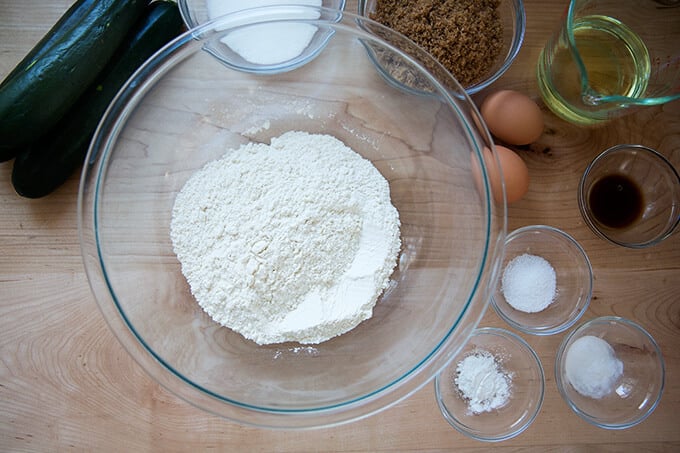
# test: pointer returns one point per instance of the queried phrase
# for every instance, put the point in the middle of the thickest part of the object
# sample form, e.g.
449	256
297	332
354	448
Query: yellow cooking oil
616	63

> [Short problem]:
Can you rewrite the rows above, swapping every "instance" for "occurrence" and leaving everything else as it is? Omit the pictures from your answer.

> [Solution below]:
# test: pointer returns one point per occurrence of the queried phrase
# for every occurrence, put the point in the middle of the thickest part of the object
# sample form, e.g.
449	256
297	332
354	448
Query: yellow cooking oil
616	63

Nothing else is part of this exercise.